>> Begin Document extract
This course is an honors level survey of World History from 8000 B.C.E. to the present. Students are challenged to learn the major historical developments of six distinct yet overlapping eras in human existence as outlined by the Advanced Placement (AP) World History curriculum. The course emphasizes successful completion of the AP World History curriculum with the goal of students scoring well on the annual AP World History exam. This course challenges students beyond World History II through the scope of the course and the high expectations for self-learning.
This honors course, taught from a literary and historical perspective, offers an interdisciplinary inquiry into world themes, cultures and historical patterns. This course meets the curricular needs for successful completion of the AP World History exam, as dictated by the College Board. The AP World History curriculum in the World Studies course provides academically able and willing students a more rigorous study of World History while differing in scope and sequence from the World History II course. Section numbers may be limited based on enrollment and department needs.
Prerequisite: “A” in Introduction to Composition and Literature
This course is a survey of American history from the point of European contact to present-day U.S. It examines political, social, economic and constitutional development. Students will have the opportunity to examine historical documents and artifacts.
Law and the Legal System, a reading and writing-intensive course, analyzes U.S. government and history through the lens of law: the Constitution, federalism, landmark cases, and legal concepts from the criminal and civil realm. The course is punctuated with visits from and trips to experts in the fields of law and law enforcement.
SLU Course: HIST2600 History of US to 1865 (1st sem. - 3 credits) and HIST2610 History of US Since 1865 (2nd sem - 3 credits) This honors survey course in American history is an in-depth study of the United States politically, economically and culturally. Students will read documents and primary sources. This twosemester course is approved by the 1818 program at Saint Louis University. Six college credits in History are offered. Students enrolled in an AP course have the option to take the AP U.S. History exam in May.
>> End Document extract
>> Begin Extracted entries
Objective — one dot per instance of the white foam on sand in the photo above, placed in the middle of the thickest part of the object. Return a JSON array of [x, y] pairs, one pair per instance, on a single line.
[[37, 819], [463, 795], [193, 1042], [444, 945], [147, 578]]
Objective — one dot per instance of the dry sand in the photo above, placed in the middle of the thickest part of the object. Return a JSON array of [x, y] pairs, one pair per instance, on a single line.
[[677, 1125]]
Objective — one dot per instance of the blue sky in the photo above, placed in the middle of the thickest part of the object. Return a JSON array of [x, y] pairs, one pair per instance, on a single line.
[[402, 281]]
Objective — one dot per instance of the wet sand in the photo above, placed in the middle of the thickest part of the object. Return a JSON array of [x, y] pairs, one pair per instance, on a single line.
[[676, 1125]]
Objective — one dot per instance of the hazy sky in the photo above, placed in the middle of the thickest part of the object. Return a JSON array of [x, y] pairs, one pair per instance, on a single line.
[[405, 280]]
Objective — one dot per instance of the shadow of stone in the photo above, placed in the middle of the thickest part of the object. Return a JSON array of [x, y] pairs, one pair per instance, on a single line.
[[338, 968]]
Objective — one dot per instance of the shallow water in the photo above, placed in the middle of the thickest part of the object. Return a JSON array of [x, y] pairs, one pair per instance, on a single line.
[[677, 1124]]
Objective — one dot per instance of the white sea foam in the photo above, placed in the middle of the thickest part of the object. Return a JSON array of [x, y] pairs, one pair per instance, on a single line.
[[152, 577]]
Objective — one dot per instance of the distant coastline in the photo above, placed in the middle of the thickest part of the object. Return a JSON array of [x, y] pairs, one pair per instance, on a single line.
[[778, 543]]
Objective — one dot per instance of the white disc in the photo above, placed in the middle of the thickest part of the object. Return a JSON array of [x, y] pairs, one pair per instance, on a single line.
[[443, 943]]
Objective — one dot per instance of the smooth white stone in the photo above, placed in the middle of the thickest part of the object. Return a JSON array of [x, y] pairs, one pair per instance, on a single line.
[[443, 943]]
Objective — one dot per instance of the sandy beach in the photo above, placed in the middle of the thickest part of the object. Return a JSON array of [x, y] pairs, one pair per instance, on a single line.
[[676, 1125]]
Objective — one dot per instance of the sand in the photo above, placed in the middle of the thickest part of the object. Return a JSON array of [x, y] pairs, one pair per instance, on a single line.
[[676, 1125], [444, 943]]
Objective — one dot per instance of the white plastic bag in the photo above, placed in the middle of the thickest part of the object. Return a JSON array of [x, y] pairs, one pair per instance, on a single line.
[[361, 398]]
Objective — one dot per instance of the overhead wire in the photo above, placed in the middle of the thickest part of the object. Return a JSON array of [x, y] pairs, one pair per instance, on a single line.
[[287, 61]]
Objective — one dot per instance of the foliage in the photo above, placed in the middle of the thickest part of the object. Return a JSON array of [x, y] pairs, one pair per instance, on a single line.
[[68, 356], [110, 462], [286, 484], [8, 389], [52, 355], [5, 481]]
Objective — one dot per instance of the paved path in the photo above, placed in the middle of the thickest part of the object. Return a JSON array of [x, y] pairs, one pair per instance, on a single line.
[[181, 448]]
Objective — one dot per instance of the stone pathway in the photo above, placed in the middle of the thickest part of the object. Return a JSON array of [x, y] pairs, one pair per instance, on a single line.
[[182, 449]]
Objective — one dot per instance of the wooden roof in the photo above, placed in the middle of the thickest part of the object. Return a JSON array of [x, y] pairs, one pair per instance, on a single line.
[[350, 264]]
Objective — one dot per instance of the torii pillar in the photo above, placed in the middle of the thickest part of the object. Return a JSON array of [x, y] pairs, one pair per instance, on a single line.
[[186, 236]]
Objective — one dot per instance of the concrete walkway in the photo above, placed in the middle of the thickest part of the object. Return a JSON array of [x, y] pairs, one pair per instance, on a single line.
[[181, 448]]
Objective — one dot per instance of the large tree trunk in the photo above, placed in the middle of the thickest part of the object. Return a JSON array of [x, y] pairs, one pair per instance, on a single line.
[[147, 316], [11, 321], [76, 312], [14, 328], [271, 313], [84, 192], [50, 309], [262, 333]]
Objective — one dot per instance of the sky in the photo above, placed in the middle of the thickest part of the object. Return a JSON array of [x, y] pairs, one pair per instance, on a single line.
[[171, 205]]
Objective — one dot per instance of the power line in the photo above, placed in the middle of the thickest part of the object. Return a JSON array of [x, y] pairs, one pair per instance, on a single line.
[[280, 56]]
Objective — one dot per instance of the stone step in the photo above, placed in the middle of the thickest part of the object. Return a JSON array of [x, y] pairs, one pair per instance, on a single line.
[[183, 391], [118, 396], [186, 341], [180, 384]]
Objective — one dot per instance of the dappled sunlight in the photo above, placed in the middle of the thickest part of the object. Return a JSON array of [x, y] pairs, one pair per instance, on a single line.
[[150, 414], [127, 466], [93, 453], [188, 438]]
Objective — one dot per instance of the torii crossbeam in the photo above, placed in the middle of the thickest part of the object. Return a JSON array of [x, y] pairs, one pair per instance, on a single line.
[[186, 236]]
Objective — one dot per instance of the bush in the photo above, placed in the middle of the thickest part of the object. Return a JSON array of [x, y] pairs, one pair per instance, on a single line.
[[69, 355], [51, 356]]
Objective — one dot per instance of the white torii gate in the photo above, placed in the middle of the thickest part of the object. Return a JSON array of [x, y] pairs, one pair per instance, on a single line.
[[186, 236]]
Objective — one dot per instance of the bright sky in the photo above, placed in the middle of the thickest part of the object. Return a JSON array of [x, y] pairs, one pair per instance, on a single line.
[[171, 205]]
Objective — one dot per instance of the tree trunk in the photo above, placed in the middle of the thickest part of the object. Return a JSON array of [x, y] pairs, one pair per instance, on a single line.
>> End Extracted entries
Your objective:
In the course descriptions above, please state which program approves the two-semester honors survey in American history.

Output of the exercise:
The 1818 program at Saint Louis University.